Write out every one of the records below verbatim, line for line.

*** ENTRIES SHOWN

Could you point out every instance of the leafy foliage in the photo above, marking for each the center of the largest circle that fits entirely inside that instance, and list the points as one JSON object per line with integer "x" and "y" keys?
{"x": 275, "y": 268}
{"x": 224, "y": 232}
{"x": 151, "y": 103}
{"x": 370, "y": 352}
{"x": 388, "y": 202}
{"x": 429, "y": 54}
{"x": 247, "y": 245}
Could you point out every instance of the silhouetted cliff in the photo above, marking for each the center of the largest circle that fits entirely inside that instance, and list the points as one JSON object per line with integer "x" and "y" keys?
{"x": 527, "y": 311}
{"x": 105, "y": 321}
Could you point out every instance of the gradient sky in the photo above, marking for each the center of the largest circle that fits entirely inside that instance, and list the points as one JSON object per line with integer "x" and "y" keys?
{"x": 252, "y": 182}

******

#### RESULT OF THIS TASK:
Could you point out every instance of the leafy foliage in the photo above, marking for each the center of the largest circle that fits entirely inside that instance, and list the points as one JSON object per line with integer "x" and "y" keys?
{"x": 275, "y": 268}
{"x": 224, "y": 232}
{"x": 151, "y": 103}
{"x": 370, "y": 352}
{"x": 388, "y": 202}
{"x": 429, "y": 54}
{"x": 247, "y": 245}
Could you point out every instance of the silhouetted cliff in the photo above, marking for each the center of the largest circle that fits entirely inside that instance, and list the points as one JSON object per line with integer "x" and "y" keys?
{"x": 527, "y": 311}
{"x": 105, "y": 321}
Could you point out every instance of the gradient sky in the photo above, marking for each the center of the largest circle that fits entirely inside that instance, and list the points as one JSON object per line with integer "x" and "y" keys?
{"x": 252, "y": 182}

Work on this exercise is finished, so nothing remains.